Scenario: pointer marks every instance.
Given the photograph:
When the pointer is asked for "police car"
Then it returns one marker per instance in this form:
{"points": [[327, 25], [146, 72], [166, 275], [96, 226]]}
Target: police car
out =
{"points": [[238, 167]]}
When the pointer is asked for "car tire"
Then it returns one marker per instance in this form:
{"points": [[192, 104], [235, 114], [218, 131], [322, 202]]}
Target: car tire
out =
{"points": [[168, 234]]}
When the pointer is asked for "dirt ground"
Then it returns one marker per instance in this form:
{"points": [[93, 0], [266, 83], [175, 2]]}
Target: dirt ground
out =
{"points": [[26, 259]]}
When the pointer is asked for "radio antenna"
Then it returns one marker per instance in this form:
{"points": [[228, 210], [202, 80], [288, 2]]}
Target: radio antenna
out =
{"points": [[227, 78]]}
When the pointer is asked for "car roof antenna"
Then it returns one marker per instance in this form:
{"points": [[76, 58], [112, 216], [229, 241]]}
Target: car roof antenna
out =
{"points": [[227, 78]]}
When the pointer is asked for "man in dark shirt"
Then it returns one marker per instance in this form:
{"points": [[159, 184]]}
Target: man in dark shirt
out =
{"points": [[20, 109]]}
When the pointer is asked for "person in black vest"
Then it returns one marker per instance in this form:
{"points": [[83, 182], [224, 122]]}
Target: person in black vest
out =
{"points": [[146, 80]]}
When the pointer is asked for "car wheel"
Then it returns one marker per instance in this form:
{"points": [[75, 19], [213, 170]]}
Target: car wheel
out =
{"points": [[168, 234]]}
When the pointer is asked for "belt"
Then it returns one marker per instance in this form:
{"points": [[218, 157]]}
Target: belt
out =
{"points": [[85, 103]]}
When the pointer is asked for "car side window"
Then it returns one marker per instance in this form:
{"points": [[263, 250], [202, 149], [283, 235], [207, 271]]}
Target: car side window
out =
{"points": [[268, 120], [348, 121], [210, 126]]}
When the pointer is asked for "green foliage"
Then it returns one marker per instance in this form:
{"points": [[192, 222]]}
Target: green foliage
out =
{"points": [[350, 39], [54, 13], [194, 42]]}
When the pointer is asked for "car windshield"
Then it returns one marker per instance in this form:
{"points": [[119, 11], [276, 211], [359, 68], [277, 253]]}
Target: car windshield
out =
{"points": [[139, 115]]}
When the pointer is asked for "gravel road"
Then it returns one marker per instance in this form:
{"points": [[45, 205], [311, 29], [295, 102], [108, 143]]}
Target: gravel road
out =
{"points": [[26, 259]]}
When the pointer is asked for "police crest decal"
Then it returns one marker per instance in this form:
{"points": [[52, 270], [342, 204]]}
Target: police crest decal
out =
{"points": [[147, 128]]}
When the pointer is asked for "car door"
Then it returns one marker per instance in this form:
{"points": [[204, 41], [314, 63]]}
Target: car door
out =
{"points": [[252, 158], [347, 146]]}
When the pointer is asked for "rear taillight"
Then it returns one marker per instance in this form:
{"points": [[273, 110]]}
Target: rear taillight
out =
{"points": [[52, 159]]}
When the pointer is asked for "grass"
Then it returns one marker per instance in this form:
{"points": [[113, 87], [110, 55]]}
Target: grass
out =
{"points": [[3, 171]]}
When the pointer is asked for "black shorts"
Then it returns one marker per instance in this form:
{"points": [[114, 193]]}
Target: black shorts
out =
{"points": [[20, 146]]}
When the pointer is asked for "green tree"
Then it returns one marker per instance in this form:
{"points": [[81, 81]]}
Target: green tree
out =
* * *
* [EXERCISE DIRECTIONS]: Return every line above where "window" appears.

* [RESULT OF THIS EXERCISE]:
When the pointer is asked for "car side window"
Target: car side window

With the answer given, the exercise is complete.